Entries from a dataset:
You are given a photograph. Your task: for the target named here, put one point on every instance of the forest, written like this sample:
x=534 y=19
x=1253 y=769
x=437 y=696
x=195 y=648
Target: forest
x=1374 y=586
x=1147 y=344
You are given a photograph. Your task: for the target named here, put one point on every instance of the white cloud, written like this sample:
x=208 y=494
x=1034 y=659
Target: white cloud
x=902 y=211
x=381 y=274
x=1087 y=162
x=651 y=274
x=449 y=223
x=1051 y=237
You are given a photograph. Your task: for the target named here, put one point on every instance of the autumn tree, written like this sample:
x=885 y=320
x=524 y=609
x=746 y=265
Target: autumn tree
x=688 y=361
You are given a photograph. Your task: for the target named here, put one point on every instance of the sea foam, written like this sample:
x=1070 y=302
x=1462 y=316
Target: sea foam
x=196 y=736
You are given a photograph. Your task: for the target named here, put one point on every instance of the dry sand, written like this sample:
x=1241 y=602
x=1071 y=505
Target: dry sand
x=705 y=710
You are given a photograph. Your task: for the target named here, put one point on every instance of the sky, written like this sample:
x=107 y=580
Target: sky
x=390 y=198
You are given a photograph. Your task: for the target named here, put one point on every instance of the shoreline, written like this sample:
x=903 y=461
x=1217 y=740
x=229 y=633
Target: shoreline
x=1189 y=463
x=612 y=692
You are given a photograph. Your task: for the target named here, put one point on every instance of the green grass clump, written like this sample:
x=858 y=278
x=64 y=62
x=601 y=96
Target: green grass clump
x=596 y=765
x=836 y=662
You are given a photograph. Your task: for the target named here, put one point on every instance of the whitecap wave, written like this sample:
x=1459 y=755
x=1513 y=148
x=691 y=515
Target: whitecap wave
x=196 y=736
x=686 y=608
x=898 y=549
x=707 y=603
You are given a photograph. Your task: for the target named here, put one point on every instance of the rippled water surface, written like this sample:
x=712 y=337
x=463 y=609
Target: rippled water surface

PROBLEM REQUIREMENTS
Please rewrite every entry above, replacing "named here" with "given below" and leaving everything else unchanged.

SOLUTION FOR THIS PROBLEM
You are given a photograph. Your task: for the target given below, put one point on every instance of the forest, written like this sample:
x=534 y=19
x=1253 y=769
x=437 y=696
x=195 y=648
Target: forest
x=1374 y=586
x=1147 y=344
You are given a photograph. Your task: for the target given below, put one point on every instance of the white cloud, written like this sample:
x=208 y=494
x=1034 y=659
Target: white cloud
x=902 y=211
x=381 y=274
x=1087 y=162
x=651 y=274
x=449 y=223
x=1051 y=237
You are given a photograph. Your task: for the target given below, put one point on every instance of the autumn tree, written like this sample:
x=885 y=320
x=524 y=609
x=746 y=265
Target: autumn tree
x=688 y=361
You are given a photograph. Your task: for the target given below, put one point on every instance of the sea foam, written like this sample:
x=1070 y=302
x=1462 y=316
Target: sea foam
x=196 y=736
You are given a photograph. Your task: for the target given below, put one point on every instance of the dry sand, written like this sample:
x=1241 y=602
x=1071 y=505
Target: dry sand
x=705 y=710
You are given a photograph. Your task: for the target given below, put one point on every instance of the sky, written like this sample:
x=107 y=580
Target: sky
x=390 y=198
You are given a photograph. Your task: for the target given below, put one point on every instance of the shoreline, written like this sample:
x=903 y=461
x=1217 y=740
x=229 y=633
Target: shoreline
x=1189 y=463
x=612 y=692
You are given a photograph. Your task: for the target given below, put one point on every instance of the green grass clump, written like this sample:
x=858 y=278
x=64 y=62
x=601 y=96
Target: green grass clump
x=596 y=765
x=836 y=662
You are given a photograph. Your task: for the target given below, put one point on every instance of the whitecap wave, written like this sample:
x=1459 y=755
x=1513 y=148
x=691 y=515
Target: whitecap wave
x=196 y=736
x=686 y=608
x=898 y=549
x=707 y=603
You are given a photograph. Your task: for the target given below, put one point on every instance of the rippled water surface, written like this sample:
x=712 y=337
x=463 y=609
Target: rippled water surface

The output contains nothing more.